▽
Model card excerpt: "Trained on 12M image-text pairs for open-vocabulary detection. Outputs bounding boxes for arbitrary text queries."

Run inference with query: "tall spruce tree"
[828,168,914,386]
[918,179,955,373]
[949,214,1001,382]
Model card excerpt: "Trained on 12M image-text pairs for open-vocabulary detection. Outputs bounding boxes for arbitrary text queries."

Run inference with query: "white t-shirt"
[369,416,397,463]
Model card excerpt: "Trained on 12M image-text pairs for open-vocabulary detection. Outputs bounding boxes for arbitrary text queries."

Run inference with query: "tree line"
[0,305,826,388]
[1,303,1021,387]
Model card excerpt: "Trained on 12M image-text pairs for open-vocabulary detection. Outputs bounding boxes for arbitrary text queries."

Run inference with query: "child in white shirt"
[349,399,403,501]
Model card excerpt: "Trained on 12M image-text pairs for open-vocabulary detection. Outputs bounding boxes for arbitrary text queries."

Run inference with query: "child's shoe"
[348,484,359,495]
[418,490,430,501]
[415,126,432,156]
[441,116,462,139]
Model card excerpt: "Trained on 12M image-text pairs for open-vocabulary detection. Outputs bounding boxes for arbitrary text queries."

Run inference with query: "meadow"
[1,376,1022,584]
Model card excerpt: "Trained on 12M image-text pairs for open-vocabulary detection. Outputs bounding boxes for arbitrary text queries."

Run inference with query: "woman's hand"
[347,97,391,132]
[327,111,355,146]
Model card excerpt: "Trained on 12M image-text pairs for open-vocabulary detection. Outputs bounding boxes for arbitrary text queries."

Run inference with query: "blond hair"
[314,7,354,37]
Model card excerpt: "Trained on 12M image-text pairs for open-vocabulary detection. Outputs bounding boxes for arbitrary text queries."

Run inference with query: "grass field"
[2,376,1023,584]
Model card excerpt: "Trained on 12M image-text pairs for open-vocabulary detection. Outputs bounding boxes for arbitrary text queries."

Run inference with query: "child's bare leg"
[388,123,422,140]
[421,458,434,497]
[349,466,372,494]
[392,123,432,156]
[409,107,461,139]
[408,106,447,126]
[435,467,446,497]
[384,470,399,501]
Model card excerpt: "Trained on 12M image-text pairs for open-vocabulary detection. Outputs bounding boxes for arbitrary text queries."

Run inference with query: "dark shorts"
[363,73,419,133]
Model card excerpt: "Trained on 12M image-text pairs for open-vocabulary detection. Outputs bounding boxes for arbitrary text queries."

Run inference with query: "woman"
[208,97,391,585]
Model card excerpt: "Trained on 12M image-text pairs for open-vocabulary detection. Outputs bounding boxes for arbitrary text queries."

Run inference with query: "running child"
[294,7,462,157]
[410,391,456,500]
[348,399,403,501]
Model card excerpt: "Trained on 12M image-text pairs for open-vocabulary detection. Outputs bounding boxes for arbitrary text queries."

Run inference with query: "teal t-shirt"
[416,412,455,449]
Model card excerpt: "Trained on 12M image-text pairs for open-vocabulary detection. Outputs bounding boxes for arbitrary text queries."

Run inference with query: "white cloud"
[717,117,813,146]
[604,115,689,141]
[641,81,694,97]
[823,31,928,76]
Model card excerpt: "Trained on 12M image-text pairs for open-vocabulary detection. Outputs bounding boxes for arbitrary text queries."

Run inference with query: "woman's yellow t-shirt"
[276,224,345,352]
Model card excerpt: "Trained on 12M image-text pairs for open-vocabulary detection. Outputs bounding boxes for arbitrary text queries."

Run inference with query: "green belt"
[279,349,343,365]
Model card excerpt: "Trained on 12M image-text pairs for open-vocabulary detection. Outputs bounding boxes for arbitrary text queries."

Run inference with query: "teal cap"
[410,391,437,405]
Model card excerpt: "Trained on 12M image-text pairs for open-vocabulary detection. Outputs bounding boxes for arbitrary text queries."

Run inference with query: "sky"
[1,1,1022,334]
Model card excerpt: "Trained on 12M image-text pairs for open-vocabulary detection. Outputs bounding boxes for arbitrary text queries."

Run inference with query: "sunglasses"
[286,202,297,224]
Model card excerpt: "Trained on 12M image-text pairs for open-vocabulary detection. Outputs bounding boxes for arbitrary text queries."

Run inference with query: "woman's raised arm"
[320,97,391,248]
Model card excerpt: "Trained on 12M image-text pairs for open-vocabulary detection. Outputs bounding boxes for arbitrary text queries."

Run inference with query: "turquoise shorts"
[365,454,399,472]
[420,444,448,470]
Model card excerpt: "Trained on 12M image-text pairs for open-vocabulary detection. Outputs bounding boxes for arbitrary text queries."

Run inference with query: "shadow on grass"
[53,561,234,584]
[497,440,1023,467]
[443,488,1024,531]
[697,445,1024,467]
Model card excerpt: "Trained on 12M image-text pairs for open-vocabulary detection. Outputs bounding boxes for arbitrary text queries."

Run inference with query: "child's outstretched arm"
△
● WORK TO COMPLETE
Write out each line exactly, as it is shown above.

● SOLUTION TO THIS PROBLEM
Model card excerpt: "Trained on 12M image-text pairs for open-vocabulary detection. Outputs bounding boxes for arbitrary text queries."

Run inference with query: "tall spruce tree"
[828,168,914,386]
[918,179,955,373]
[949,214,1001,382]
Model card excerpt: "Trained on 12M image-text pairs for open-vocabulary detection. Outputs bounding boxes for arbitrary text queries."

Run inference with query: "white t-shirt"
[369,416,397,463]
Model card excerpt: "Trained on 12M image-text pairs for open-vocabulary detection. Outputs bounding boxes for arbitrary text queries."

Run inference with query: "tree line"
[0,305,826,388]
[1,303,1021,387]
Model card excerpt: "Trained on 12M image-text pairs for open-vocabulary detection. Outputs bounding boxes for arbitrary text queries."

Run inference with query: "child in white shirt"
[349,399,403,501]
Model card excerpt: "Trained on 12M image-text pairs for open-vocabulary detection. Outputs bounding boxes for arbitrary text queries."

Run inference with query: "child's shoe"
[348,484,359,495]
[418,490,430,501]
[415,126,432,156]
[441,116,462,139]
Model card excerpt: "Trained on 12M image-text pairs for open-vocabulary detection. Outputs bounding boxes for arbitrary text queries."

Run inference with query: "meadow"
[1,376,1022,584]
Model card excerpt: "Trained on 12M image-text pairs for open-vocabulary detection. Outputs bounding boxes for arbitrary text queries."

Run inference with query: "woman's hand"
[347,97,391,132]
[327,111,355,146]
Model card excerpt: "Trained on 12M image-text pairs for open-vocabulary detection. Outputs bounding boxes for arbitrary text queries."

Run inference with query: "blond hair"
[314,7,354,37]
Model card excerpt: "Trained on 12M image-text pairs for open-vocabulary detection. Outputs bounding boxes for arbitrary text queries."

Run inference with query: "grass field"
[2,376,1023,584]
Model card excerpt: "Trained on 12M image-text pairs for open-vocabulary detection. Outputs bounding boxes for arbitrary text queries."

Run inference with query: "child's bare leg"
[388,123,422,140]
[421,458,434,497]
[349,466,372,494]
[392,123,432,156]
[409,107,461,139]
[408,106,447,126]
[435,467,446,497]
[384,470,399,501]
Model card excerpt: "Trained on 12M image-text pairs for open-vocabulary detection. Outputs bounding boxes for arbitrary text queries."

Run inference with query: "dark shorts"
[363,73,419,133]
Model card excerpt: "Trained on 12M image-text pairs for open-vocabulary detection. Outputs bounding boxes for arbitrary text queries."

Run inference with query: "woman"
[208,97,391,585]
Model card excerpt: "Trained on 12M image-text pairs for open-vocabulary detection. Outputs bounding boxes for arbitrary text queries."

Run inference with query: "running child"
[294,7,462,157]
[410,391,456,500]
[348,399,403,501]
Model card excerpt: "Trained on 12M image-text pairs for open-vocabulary detection. Outputs bounding boxes for arbitrary text queries."

Run inference with query: "teal t-shirt"
[416,412,455,449]
Model card excerpt: "Trained on 12M image-text pairs for open-vocabulary detection. Outputs bounding boxes for arbitrary text queries."

Run inference with query: "white cloud"
[717,117,813,146]
[604,115,689,141]
[641,81,694,97]
[823,31,928,76]
Model card excerpt: "Trained on 12M image-text pairs for open-vocabulary detection. Outputs bounding boxes for arbitrary text queries."

Run inference with query: "woman's yellow t-shirt"
[276,224,345,352]
Model card excerpt: "Trained on 12M image-text pairs for open-vocabulary detection. Outputs bounding boxes for arbitrary text queries."

Run inference with query: "green belt"
[279,349,343,365]
Model card excerpt: "Trained on 12M image-text pairs for open-vocabulary detection. Outputs bounding boxes for arbitrary text queries."

Run inference with query: "teal cap"
[410,391,437,405]
Model card excerpt: "Trained on 12M image-text pairs for open-vocabulary detection. Outputs bounding boxes for arbitrary text queries."

Run inference with query: "sky"
[1,1,1022,334]
Model card excerpt: "Trained on 12M image-text pairs for open-vocabulary detection. Outputs bounding boxes for arbitrary text queries."

Run inference with query: "sunglasses"
[286,202,297,224]
Model card excerpt: "Trained on 12M image-text pairs for open-vocabulary detection. Outputs bounding boxes for arbitrary text queries."

Run inference with query: "woman's raised arm"
[320,97,391,248]
Model card excerpt: "Trained on 12M image-text pairs for open-vocabulary detection. Outputs bounding boxes for arbitrary text queries."

Run inference with query: "turquoise shorts"
[365,454,399,472]
[420,444,448,470]
Model card excerpt: "Trained on 12M image-text pairs for open-vocabulary detection. Outputs bounding boxes for arbitrary text queries."

Run inference with query: "shadow on grass"
[53,561,234,584]
[497,440,1023,467]
[443,488,1024,531]
[697,445,1024,467]
Model card excerpt: "Trained on 12M image-text pairs for open-vocabulary detection. Outputs bounding boxes for arbitrary text queries."

Run inference with query: "child's outstretched arm"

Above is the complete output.